BEGIN Text shown

Boris Johnson is no stranger to Brussels. 

Not only did his father work for European institutions, but Johnson himself covered stories coming out of the European Commission when he worked for the Daily Telegraph between 1989 and 1994.

He is now leader of the Conservative Party and about to become Britain’s new Prime Minister, but his love of politics begun decades ago and many think his controversial Brussels-bashing stories contributed to the shape of British politics today.

French journalist Quentin Dickinson from Radio France International, remembers what Johnson was like to work with.

“In this profession, one must be serious. Of course you can have a sense of humour, irony is not forbidden. But you simply need absolute respect for facts.

“We know the expression for our profession is “facts are sacred, commentary is free”. There was a lot of commentary, usually based on very few facts. And this has not changed with him entering politics.”

Former chief spokesperson of the European Commission, Bruno Dethomas, recalls how he dealt with questions from Johnson.

“I remember Boris Johnson arriving with his white-blonde unruly mop of hair, with his cheekiness, with his intelligence, his charm, his humour and his taste for manipulation.”

Just in front of the European Commission there is a pub called the Old Hack pub. Denis Newson, a former journalist and founder of the pub, said this was where British journalists would meet. Newson says he remembers how the most serious newspapers were sometimes obliged to react to Boris’ stories.

“My impression is that he was a tabloid journalist working for a serious newspaper. He clashed quite often with more serious people from The Guardian.

“He had different questions, and there was a little bit of rivalry. But I do not remember Boris being particularly anti-Europe in those days.”

Maybe he was not anti-European at the time, but he was good at showing how the EU was becoming a threat to British sovereignty. This perhaps sowed the seeds for what came after.

END Text shown
BEGIN Provided material

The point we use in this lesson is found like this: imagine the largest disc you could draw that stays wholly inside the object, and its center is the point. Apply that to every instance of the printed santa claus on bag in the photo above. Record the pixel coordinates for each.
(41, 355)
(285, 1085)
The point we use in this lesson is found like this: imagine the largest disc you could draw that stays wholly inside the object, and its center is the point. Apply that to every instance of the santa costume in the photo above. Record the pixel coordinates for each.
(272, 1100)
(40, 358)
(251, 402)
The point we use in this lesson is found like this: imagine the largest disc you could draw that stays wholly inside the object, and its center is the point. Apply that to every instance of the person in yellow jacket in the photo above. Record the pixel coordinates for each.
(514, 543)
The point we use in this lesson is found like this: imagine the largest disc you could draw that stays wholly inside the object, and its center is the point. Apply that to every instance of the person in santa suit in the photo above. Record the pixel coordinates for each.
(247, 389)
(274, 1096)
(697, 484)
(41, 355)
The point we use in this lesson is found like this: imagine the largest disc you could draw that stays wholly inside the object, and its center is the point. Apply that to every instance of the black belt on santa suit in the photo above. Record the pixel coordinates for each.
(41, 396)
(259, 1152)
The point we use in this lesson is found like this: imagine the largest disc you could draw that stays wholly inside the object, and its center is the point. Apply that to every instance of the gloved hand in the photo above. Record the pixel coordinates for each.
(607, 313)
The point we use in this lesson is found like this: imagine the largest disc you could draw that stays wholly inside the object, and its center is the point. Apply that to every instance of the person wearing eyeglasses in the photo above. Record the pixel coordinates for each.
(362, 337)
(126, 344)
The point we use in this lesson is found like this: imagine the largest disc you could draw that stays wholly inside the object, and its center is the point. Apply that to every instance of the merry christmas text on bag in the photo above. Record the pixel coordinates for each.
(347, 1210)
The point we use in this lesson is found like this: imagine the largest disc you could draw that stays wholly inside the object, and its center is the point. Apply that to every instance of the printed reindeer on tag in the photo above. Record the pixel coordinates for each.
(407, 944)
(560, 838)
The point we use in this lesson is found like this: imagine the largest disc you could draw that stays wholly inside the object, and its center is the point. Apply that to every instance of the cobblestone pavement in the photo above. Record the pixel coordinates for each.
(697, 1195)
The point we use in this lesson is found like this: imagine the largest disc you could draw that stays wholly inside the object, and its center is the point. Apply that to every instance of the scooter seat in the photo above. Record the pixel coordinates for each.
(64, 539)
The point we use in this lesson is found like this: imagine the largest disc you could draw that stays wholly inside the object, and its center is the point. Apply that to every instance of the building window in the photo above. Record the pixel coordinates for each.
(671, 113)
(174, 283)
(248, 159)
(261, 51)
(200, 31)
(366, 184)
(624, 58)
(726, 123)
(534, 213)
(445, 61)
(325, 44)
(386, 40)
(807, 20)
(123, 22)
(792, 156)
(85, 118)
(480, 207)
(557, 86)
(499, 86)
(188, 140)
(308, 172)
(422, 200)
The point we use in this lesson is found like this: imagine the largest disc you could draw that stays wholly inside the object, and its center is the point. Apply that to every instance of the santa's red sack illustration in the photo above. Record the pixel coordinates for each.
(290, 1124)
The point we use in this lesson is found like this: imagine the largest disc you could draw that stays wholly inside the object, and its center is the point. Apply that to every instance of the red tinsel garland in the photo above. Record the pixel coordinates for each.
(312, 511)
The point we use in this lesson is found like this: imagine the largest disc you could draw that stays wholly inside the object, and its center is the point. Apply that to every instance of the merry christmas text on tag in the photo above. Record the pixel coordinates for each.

END Provided material

◆ List of tasks:
a: In the article on Boris Johnson, what is the name of the pub in front of the European Commission?
b: Show every line of the listing that contains the string "reindeer", treating uppercase and lowercase as different.
The listing is unrelated to the article on Boris Johnson.

◆ Results in order:
a: The Old Hack pub.

b:
The point we use in this lesson is found like this: imagine the largest disc you could draw that stays wholly inside the object, and its center is the point. Apply that to every instance of the printed reindeer on tag in the photo above. Record the pixel coordinates for each.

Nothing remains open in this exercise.